## GIVEN INSTRUCTION A:
Name every attorney listed as counsel in the court opinion.

# START OF SELECTION

301 P.3d 196 (2013)

Sam G. WILLIAMS Jr., Appellant,
v.
STATE of Alaska, Appellee.

No. A-10763.
Court of Appeals of Alaska.

March 22, 2013.
Michael T. Schwaiger, Assistant Public Defender, and Quinlan Steiner, Public Defender, Anchorage, for the Appellant.

Timothy W. Terrell, Assistant Attorney General, Office of Special Prosecutions and Appeals, Anchorage, and Michael C. Geraghty, Attorney General, Juneau, for the Appellee.

Before: COATS, Chief Judge, and MANNHEIMER and BOLGER, Judges.

COATS, Chief Judge.

After being convicted for a felony, Sam G. Williams Jr. was granted parole. The Parole Board stated that Williams was to reside at a community residential center (CRC) for ninety days. While being transported in a CRC van to the residential center, Williams opened the van door, left the van, and left the area. Based on this conduct, Williams was convicted of escape in the second degree, which is defined as removing oneself from 197*197 official detention for a felony without lawful authority.[1]

Williams argues that he did not commit the offense of escape in the second degree because he had been released on parole, and therefore was not in official detention when he left the CRC van. We conclude that Williams was not in official detention when he left the van.

# END OF SELECTION

## GIVEN INSTRUCTION B:
From the listing below, copy each line containing the string "white", treating uppercase and lowercase as different.

# START OF WORKING DATA

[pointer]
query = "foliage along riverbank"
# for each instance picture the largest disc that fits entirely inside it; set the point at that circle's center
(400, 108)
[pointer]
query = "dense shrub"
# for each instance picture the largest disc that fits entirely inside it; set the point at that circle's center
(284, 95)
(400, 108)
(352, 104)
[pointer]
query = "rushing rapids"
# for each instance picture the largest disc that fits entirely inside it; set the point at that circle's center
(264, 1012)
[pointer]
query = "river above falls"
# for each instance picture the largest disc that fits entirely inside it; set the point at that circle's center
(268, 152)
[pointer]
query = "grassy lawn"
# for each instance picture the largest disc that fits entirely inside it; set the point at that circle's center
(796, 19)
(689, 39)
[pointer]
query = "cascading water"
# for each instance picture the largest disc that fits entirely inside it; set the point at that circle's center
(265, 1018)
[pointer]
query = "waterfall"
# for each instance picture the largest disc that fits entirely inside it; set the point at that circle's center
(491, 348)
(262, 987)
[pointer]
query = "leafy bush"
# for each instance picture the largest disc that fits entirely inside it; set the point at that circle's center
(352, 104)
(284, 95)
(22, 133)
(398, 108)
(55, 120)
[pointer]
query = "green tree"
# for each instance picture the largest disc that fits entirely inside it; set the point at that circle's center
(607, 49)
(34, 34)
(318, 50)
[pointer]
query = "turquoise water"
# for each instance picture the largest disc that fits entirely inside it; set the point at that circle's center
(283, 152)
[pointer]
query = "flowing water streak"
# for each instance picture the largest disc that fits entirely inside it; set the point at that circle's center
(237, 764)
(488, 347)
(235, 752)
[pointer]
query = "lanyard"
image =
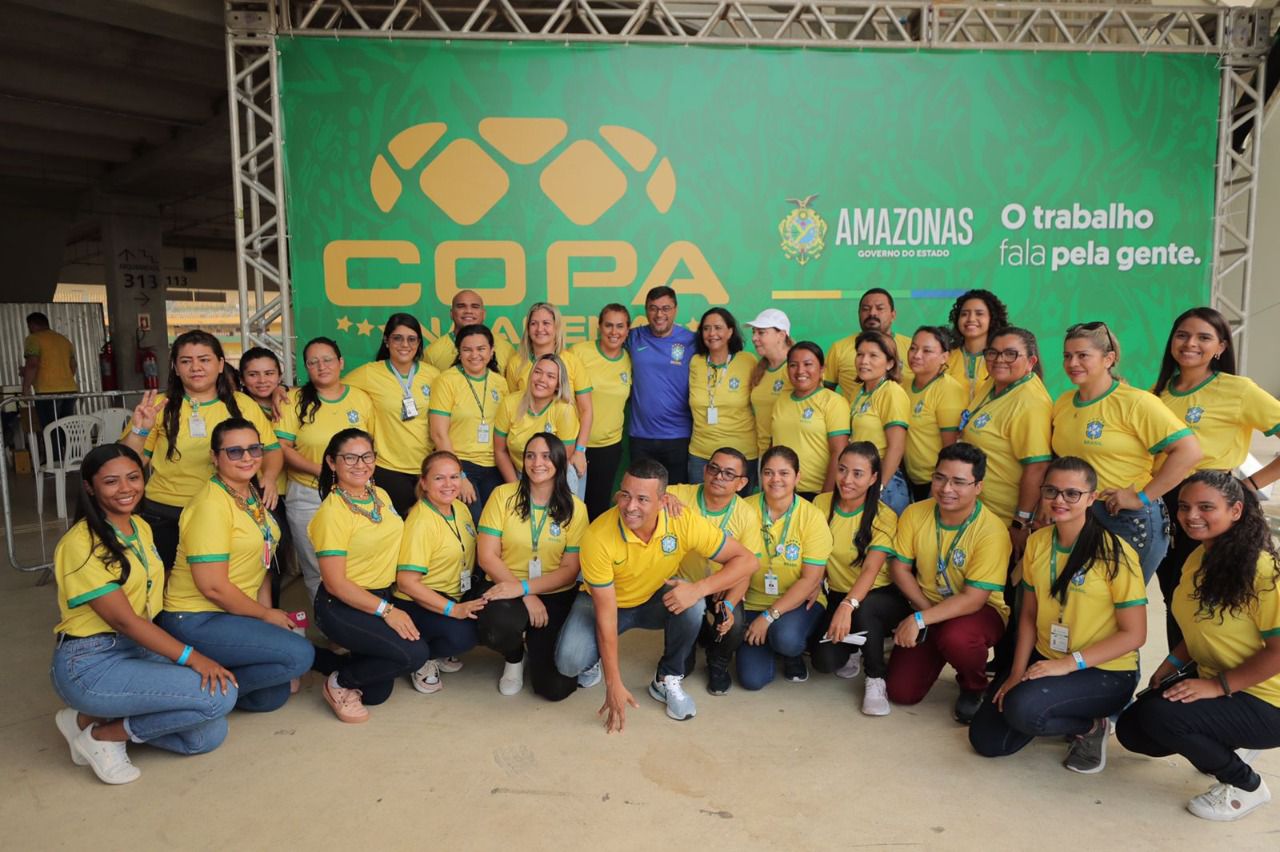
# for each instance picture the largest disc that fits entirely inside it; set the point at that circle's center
(766, 528)
(405, 383)
(944, 560)
(481, 395)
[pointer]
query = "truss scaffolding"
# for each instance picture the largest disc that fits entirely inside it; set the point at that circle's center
(1239, 37)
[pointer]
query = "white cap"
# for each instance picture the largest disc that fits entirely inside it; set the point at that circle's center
(771, 319)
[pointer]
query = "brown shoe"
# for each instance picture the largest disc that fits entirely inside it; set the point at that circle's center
(346, 702)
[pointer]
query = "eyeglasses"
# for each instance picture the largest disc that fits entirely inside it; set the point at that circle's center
(237, 453)
(1008, 356)
(352, 459)
(955, 482)
(722, 472)
(1070, 495)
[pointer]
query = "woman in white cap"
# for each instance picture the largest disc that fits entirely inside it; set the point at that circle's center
(771, 335)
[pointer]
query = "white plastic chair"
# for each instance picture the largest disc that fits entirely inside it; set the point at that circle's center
(114, 420)
(78, 433)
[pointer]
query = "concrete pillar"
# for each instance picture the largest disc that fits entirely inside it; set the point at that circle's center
(135, 294)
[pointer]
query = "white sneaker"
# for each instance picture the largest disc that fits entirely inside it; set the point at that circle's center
(671, 691)
(876, 697)
(851, 668)
(1224, 802)
(109, 760)
(512, 679)
(426, 679)
(68, 725)
(589, 678)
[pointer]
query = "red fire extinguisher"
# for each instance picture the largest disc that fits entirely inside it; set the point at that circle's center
(106, 367)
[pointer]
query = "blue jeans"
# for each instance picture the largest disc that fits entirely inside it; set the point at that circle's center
(1146, 530)
(264, 658)
(113, 677)
(576, 650)
(1052, 706)
(787, 636)
(896, 494)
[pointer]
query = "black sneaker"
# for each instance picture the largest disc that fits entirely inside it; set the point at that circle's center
(967, 706)
(794, 669)
(718, 681)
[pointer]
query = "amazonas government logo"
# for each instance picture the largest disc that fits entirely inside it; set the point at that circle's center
(467, 174)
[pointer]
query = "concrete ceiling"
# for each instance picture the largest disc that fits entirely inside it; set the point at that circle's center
(118, 104)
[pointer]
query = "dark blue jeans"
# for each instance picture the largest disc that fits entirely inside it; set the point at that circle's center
(1047, 708)
(264, 658)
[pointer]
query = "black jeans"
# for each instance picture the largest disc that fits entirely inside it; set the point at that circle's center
(672, 453)
(878, 614)
(1205, 732)
(602, 472)
(378, 653)
(400, 488)
(503, 626)
(1047, 708)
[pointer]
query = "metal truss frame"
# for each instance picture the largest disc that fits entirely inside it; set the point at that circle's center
(1240, 37)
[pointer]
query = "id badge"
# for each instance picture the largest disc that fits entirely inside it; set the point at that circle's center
(408, 408)
(1059, 639)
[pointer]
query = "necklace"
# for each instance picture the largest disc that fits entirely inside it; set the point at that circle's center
(375, 514)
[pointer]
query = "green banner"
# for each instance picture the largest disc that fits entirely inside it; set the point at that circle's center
(1075, 186)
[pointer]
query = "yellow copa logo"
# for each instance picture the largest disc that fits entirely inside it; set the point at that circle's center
(465, 181)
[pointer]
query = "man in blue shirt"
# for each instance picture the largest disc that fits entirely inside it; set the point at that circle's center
(661, 424)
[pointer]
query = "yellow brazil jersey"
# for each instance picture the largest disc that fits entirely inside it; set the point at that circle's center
(799, 537)
(1092, 598)
(740, 520)
(805, 425)
(773, 385)
(471, 404)
(55, 374)
(443, 353)
(1223, 642)
(214, 530)
(83, 575)
(969, 370)
(1223, 411)
(177, 481)
(611, 388)
(402, 444)
(370, 549)
(976, 553)
(841, 571)
(557, 417)
(352, 408)
(874, 411)
(1118, 434)
(438, 546)
(936, 408)
(553, 540)
(1013, 429)
(613, 555)
(517, 372)
(725, 389)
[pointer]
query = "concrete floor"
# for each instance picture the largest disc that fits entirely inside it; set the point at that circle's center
(795, 766)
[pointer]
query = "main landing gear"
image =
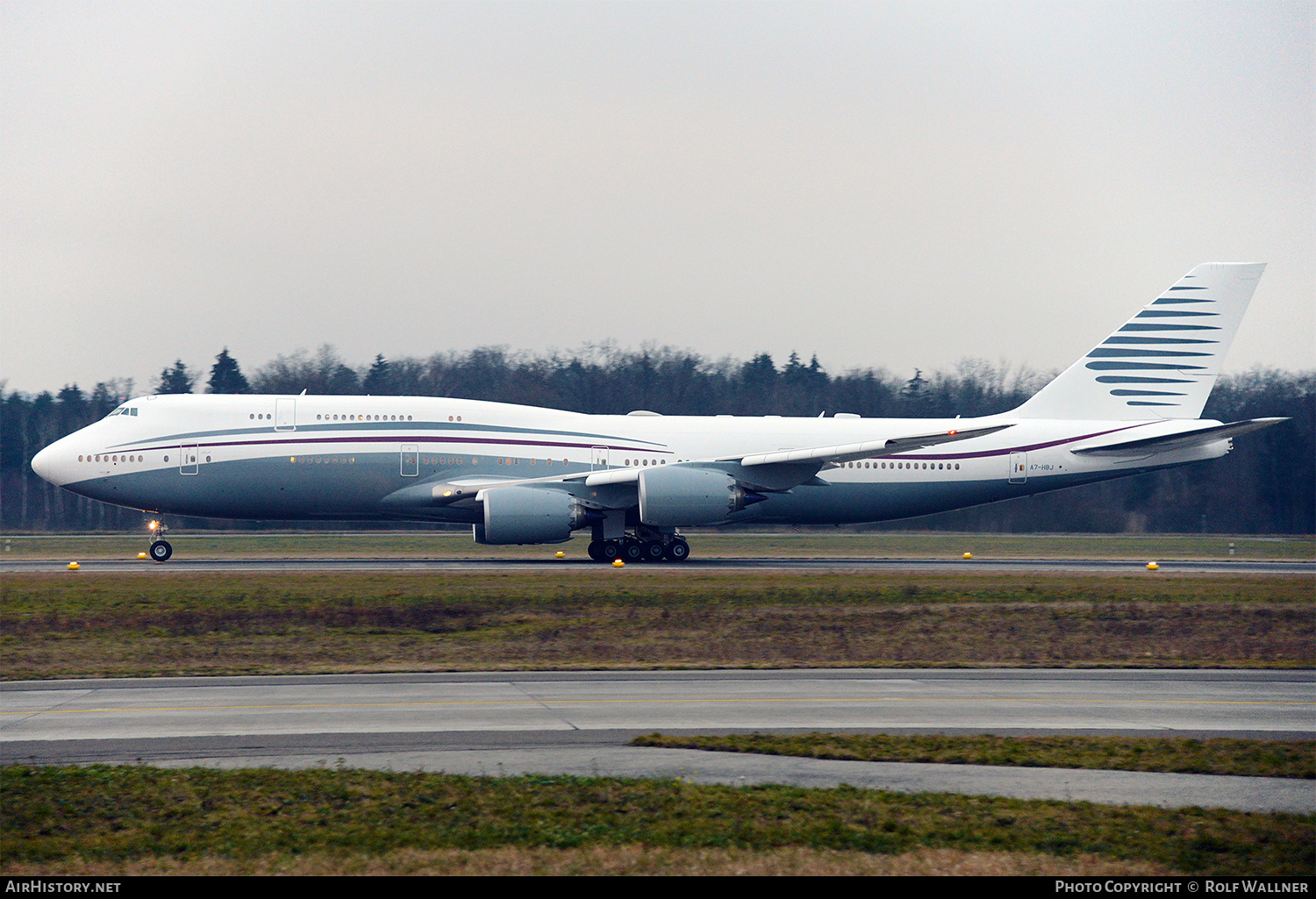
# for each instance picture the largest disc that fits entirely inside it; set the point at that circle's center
(671, 548)
(160, 551)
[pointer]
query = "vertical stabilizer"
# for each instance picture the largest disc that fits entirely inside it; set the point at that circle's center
(1163, 360)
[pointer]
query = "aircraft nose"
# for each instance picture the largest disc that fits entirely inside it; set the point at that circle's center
(44, 464)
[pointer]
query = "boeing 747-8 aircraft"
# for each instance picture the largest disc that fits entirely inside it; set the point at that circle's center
(528, 475)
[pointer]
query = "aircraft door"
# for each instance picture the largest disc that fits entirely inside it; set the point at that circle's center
(286, 413)
(1018, 467)
(410, 461)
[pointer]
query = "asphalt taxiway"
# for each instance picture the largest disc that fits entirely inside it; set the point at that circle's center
(708, 567)
(581, 723)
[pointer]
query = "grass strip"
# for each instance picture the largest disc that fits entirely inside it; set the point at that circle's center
(161, 623)
(1279, 759)
(790, 861)
(824, 543)
(118, 814)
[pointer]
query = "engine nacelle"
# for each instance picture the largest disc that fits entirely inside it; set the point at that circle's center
(676, 496)
(526, 515)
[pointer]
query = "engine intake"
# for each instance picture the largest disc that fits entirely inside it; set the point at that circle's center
(676, 496)
(526, 515)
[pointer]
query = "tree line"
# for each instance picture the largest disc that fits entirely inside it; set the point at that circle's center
(1268, 485)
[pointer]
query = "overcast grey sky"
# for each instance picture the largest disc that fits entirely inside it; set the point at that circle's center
(887, 184)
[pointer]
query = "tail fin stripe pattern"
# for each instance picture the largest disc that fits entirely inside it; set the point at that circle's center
(1134, 366)
(1166, 326)
(1126, 352)
(1155, 346)
(1131, 379)
(1171, 313)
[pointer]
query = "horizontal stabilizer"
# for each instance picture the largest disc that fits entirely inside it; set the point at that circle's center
(1179, 439)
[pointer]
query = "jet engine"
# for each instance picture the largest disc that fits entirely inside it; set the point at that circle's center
(526, 515)
(676, 496)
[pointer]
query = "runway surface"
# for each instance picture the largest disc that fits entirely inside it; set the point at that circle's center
(579, 723)
(715, 565)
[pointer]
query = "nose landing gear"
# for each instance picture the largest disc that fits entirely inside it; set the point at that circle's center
(160, 549)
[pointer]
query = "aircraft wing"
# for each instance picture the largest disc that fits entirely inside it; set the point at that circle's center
(865, 451)
(786, 469)
(1178, 439)
(773, 472)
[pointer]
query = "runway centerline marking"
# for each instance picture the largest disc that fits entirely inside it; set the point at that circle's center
(654, 702)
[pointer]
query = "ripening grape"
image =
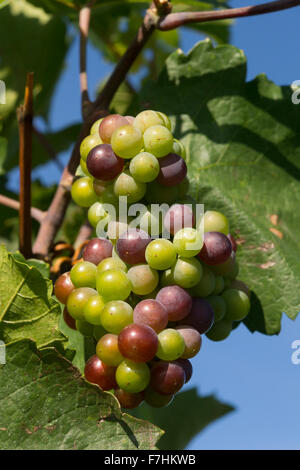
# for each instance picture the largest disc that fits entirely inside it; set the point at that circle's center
(176, 301)
(133, 377)
(144, 167)
(116, 315)
(63, 287)
(160, 254)
(109, 124)
(127, 141)
(82, 192)
(144, 279)
(158, 140)
(97, 250)
(138, 342)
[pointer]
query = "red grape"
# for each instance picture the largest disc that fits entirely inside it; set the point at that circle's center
(98, 373)
(152, 313)
(103, 163)
(176, 301)
(138, 343)
(216, 248)
(131, 246)
(63, 287)
(167, 378)
(97, 250)
(172, 170)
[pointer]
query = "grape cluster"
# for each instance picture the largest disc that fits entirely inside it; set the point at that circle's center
(147, 301)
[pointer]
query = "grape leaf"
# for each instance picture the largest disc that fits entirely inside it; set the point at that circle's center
(26, 307)
(45, 404)
(189, 413)
(243, 153)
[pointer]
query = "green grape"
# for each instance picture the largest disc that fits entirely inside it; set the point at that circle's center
(158, 140)
(188, 242)
(171, 345)
(116, 315)
(187, 272)
(216, 222)
(95, 127)
(147, 119)
(127, 141)
(133, 377)
(77, 300)
(96, 213)
(113, 284)
(92, 310)
(179, 148)
(83, 274)
(83, 193)
(87, 144)
(218, 305)
(220, 330)
(126, 185)
(206, 285)
(143, 279)
(111, 263)
(219, 287)
(237, 304)
(160, 254)
(144, 167)
(158, 194)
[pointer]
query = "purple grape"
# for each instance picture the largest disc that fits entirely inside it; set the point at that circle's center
(172, 170)
(103, 163)
(131, 246)
(216, 248)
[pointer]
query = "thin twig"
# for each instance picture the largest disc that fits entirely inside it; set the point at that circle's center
(36, 214)
(24, 114)
(174, 20)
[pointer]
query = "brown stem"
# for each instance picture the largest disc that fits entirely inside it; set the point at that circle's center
(36, 214)
(174, 20)
(24, 114)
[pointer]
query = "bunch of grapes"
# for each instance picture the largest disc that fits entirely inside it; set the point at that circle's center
(147, 300)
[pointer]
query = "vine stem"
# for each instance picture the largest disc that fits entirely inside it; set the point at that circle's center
(174, 20)
(25, 116)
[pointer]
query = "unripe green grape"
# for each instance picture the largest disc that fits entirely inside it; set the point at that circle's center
(113, 284)
(83, 193)
(133, 377)
(116, 315)
(218, 305)
(126, 185)
(93, 309)
(144, 167)
(77, 300)
(83, 274)
(85, 328)
(237, 304)
(158, 140)
(220, 330)
(170, 345)
(143, 279)
(188, 242)
(111, 263)
(160, 254)
(187, 272)
(127, 141)
(87, 144)
(95, 127)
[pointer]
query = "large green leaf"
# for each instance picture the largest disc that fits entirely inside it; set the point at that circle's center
(187, 415)
(26, 307)
(243, 148)
(45, 404)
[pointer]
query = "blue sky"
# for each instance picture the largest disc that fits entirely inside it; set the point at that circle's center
(251, 371)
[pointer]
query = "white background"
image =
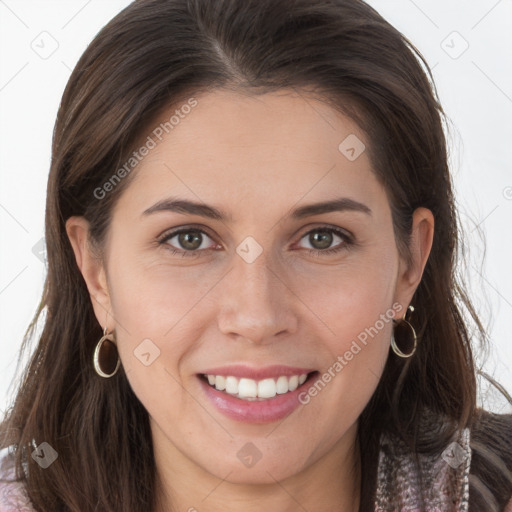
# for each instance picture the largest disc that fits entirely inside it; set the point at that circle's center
(475, 89)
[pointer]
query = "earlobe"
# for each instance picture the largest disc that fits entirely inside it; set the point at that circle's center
(90, 266)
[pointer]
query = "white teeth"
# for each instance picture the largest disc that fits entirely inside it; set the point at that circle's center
(282, 385)
(267, 388)
(232, 385)
(220, 382)
(247, 388)
(293, 383)
(250, 389)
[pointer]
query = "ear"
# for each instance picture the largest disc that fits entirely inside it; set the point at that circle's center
(91, 267)
(409, 274)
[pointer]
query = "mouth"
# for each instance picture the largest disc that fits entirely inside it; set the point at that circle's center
(253, 390)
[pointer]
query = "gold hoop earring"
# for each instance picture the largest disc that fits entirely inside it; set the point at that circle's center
(394, 346)
(107, 341)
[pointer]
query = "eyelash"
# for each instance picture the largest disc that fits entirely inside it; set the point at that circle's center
(346, 244)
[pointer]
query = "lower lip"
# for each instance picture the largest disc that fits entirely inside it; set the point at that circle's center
(254, 411)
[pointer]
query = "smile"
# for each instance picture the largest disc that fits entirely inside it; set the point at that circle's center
(251, 389)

# END OF WORKING DATA

## RESPONSE A:
Michael T. Schwaiger
Quinlan Steiner
Timothy W. Terrell
Michael C. Geraghty

## RESPONSE B:
query = "white cap"
query = "woman in white cap"
query = "white plastic chair"
query = "white sneaker"
query = "white background"
query = "white teeth"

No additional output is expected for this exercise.